■ **Data for the task**:
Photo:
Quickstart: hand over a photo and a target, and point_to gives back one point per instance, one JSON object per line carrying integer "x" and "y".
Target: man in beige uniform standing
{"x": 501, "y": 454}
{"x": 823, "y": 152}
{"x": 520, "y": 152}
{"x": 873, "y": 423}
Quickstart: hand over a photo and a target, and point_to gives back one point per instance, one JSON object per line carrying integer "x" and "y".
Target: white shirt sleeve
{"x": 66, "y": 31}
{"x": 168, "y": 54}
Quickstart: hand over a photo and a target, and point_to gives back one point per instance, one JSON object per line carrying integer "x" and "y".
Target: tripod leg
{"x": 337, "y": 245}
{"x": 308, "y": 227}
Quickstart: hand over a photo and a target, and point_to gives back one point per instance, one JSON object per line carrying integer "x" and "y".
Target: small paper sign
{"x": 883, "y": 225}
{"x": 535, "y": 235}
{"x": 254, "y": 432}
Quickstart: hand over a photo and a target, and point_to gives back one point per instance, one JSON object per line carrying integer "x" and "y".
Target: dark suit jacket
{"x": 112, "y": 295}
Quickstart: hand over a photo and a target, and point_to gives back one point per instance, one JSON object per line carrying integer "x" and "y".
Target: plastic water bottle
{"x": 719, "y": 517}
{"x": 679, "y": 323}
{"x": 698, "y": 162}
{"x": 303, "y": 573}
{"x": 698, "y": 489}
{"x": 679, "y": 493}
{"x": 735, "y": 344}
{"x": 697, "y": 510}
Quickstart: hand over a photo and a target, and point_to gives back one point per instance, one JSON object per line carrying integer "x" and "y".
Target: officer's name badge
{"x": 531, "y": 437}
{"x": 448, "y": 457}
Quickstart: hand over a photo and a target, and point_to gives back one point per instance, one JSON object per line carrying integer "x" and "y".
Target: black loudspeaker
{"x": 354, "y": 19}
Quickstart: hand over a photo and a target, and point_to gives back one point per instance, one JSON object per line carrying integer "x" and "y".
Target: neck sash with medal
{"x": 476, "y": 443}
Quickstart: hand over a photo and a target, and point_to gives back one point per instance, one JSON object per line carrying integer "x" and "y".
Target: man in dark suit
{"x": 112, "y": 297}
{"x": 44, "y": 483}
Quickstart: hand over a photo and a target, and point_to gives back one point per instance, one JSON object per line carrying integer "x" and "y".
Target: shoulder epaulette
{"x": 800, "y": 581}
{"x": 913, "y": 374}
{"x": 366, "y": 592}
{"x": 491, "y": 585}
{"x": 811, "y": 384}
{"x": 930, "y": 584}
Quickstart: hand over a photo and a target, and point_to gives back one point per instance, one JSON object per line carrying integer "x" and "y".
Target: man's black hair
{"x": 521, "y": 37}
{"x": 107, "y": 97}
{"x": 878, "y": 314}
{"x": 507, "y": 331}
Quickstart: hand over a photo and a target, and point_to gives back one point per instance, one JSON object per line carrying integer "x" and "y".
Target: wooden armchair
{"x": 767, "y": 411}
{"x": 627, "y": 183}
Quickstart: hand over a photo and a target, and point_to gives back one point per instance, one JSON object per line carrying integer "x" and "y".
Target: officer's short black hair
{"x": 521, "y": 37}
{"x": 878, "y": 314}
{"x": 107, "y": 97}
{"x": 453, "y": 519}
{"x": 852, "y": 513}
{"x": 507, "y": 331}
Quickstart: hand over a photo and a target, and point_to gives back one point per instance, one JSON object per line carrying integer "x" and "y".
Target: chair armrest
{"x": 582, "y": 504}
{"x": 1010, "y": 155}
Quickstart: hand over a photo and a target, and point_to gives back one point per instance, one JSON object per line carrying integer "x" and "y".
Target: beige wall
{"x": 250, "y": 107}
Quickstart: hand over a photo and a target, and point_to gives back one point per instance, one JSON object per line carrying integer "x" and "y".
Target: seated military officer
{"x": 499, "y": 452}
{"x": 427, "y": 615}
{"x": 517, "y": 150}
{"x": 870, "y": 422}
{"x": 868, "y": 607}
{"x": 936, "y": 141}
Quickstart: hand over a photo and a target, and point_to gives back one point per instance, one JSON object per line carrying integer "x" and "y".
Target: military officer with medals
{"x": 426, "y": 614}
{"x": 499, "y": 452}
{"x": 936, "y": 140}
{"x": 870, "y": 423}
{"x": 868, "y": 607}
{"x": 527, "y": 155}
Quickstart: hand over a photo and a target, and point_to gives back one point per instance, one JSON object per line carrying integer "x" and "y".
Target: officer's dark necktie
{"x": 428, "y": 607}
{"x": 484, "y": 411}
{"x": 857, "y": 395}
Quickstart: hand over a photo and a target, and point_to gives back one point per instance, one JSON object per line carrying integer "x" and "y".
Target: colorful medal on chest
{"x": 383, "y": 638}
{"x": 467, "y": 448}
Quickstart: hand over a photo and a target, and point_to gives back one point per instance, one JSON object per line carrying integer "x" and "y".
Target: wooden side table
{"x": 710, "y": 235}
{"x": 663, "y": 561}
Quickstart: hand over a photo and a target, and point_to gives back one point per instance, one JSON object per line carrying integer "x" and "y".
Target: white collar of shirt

■ **Problem to solve**: Restate each entry exactly, skipping none.

■ **Solution to the problem**:
Photo:
Quickstart: hand over a photo and a target, and point_to gives back one point per instance, one JSON object per line carrying integer "x" and "y".
Target: man in beige uniform standing
{"x": 501, "y": 454}
{"x": 823, "y": 152}
{"x": 520, "y": 152}
{"x": 873, "y": 423}
Quickstart: hand over a photo and a target, and point_to gives back one point per instance, one JSON object per line carrying integer "x" and "y".
Target: white shirt sleeve
{"x": 66, "y": 31}
{"x": 168, "y": 54}
Quickstart: hand over a photo and a target, and point_to gives back one point per instance, one JSON object per line carrying integer "x" and "y".
Target: tripod leg
{"x": 337, "y": 245}
{"x": 308, "y": 227}
Quickstart: hand over a photo and a target, and point_to gives back one point per instance, one JSON object per line carrying integer "x" and "y".
Target: small paper sign
{"x": 883, "y": 225}
{"x": 535, "y": 235}
{"x": 254, "y": 432}
Quickstart: hand over a photo and a target, and point_to gives back one point per instance, one JSON object per line carrying integer "x" and "y".
Target: dark suit jacket
{"x": 112, "y": 295}
Quickstart: hand over a photo and a target, and point_to gives back one point per instance, one JSON object per line carrying integer "x" and "y".
Target: plastic water bottle
{"x": 719, "y": 517}
{"x": 679, "y": 323}
{"x": 698, "y": 162}
{"x": 303, "y": 573}
{"x": 698, "y": 489}
{"x": 679, "y": 493}
{"x": 735, "y": 344}
{"x": 697, "y": 510}
Quickstart: hand over a photo and a target, and point_to gives back one point per instance, one JSON object per line carrying integer "x" and "y".
Target: officer's name badge
{"x": 531, "y": 437}
{"x": 448, "y": 457}
Quickstart: hand over a photo and a target, and point_to gives back one point per instance, one JSON object per line carrying integer "x" and "y".
Target: black loudspeaker
{"x": 354, "y": 19}
Quickstart: hand over a photo and a target, and point_to gives back one point per instance, one JSON object per line carrying integer "x" and "y".
Target: neck sash with medal
{"x": 476, "y": 443}
Quickstart: hand over a photo and a target, and point_to gives back one point per instance, one JSON object per line carrying integer "x" and "y".
Target: man in dark suit
{"x": 112, "y": 297}
{"x": 44, "y": 483}
Quickstart: hand over a photo and a target, and point_to gives back one point per instance, one JSON object per line carrying integer "x" and "y".
Target: shoulder epaulette
{"x": 800, "y": 581}
{"x": 913, "y": 374}
{"x": 366, "y": 592}
{"x": 491, "y": 585}
{"x": 811, "y": 384}
{"x": 930, "y": 584}
Quickstart: hand over a photo and a target, and point_to gives back one point per instance, one JSON object per line carrying integer "x" and "y".
Target: man's black hair
{"x": 521, "y": 37}
{"x": 107, "y": 97}
{"x": 878, "y": 314}
{"x": 507, "y": 331}
Quickstart: hand over a photo and a target, and point_to gives back one point per instance, one JSON object per line carrying integer "x" and "y".
Target: wooden armchair
{"x": 767, "y": 411}
{"x": 627, "y": 183}
Quickstart: hand over a photo and a target, and point_to gives back one point per instance, one JSON object per line carrying integer "x" and "y".
Target: officer's short black hair
{"x": 521, "y": 37}
{"x": 878, "y": 314}
{"x": 107, "y": 97}
{"x": 453, "y": 519}
{"x": 852, "y": 513}
{"x": 507, "y": 331}
Quickstart: hand over a photo and a target, and point_to gives back one point per instance, one JSON object per line carrying integer "x" and "y".
Target: chair armrest
{"x": 582, "y": 504}
{"x": 1010, "y": 155}
Quickstart: hand over a photo and a target, and point_to gives back one point per instance, one JSON object per line carrying integer "x" and "y".
Target: beige wall
{"x": 250, "y": 107}
Quickstart: hand over a photo and a target, and point_to gives back one point per instance, one JSON object per line carrying integer "x" and "y".
Target: seated military officer
{"x": 499, "y": 452}
{"x": 427, "y": 615}
{"x": 517, "y": 150}
{"x": 870, "y": 422}
{"x": 868, "y": 607}
{"x": 936, "y": 141}
Quickstart: hand over a photo and a target, and point_to gives back one point per instance, one JSON object per line carrying integer "x" and "y".
Target: military officer with medals
{"x": 426, "y": 614}
{"x": 499, "y": 452}
{"x": 936, "y": 140}
{"x": 870, "y": 423}
{"x": 868, "y": 607}
{"x": 527, "y": 155}
Quickstart: hand over a photo and a target, and point_to gives back one point per instance, one JSON object per line carrying integer "x" and "y".
Target: officer's dark necktie
{"x": 428, "y": 607}
{"x": 484, "y": 411}
{"x": 857, "y": 395}
Quickstart: hand over a photo and a target, and point_to gives back one point per instance, one JSON object per line carrying integer "x" and "y".
Target: colorful medal on chest
{"x": 383, "y": 638}
{"x": 467, "y": 448}
Quickstart: hand over a photo and a target, and point_to gives back one point per instance, one JSON object per line carrying integer "x" and "y".
Target: wooden side table
{"x": 710, "y": 235}
{"x": 663, "y": 561}
Quickstart: hand over a photo and a target, and point_to gives back one point per instance, one JSON object per line carrying integer "x" and "y".
Target: white collar of shirt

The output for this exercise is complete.